ASSIGNMENT =>
Look over the entries that follow. Report how many lines contain "Output", with nothing else.

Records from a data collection
+--

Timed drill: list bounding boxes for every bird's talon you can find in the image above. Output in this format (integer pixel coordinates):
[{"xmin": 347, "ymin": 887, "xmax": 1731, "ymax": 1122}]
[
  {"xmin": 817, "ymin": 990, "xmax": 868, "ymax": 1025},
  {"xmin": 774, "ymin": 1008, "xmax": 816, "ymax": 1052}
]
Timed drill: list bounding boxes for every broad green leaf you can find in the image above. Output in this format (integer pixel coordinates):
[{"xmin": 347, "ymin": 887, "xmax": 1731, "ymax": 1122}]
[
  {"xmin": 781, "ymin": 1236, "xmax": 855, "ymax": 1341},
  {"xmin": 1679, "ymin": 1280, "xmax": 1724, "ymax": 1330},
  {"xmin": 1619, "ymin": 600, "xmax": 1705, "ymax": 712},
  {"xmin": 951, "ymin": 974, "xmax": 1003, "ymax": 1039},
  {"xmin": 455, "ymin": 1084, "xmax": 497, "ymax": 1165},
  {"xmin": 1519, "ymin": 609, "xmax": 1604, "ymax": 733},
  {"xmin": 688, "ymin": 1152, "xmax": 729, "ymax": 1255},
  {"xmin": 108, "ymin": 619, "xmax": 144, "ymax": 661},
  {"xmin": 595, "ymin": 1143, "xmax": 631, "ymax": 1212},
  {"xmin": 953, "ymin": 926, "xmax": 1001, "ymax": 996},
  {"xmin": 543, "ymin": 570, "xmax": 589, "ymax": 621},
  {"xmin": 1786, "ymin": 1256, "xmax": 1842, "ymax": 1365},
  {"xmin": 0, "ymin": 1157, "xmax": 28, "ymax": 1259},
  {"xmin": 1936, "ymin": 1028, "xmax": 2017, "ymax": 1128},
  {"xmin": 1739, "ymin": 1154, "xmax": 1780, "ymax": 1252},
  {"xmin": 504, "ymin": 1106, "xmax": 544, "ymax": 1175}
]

+--

RESPONSE TO THIS TASK =>
2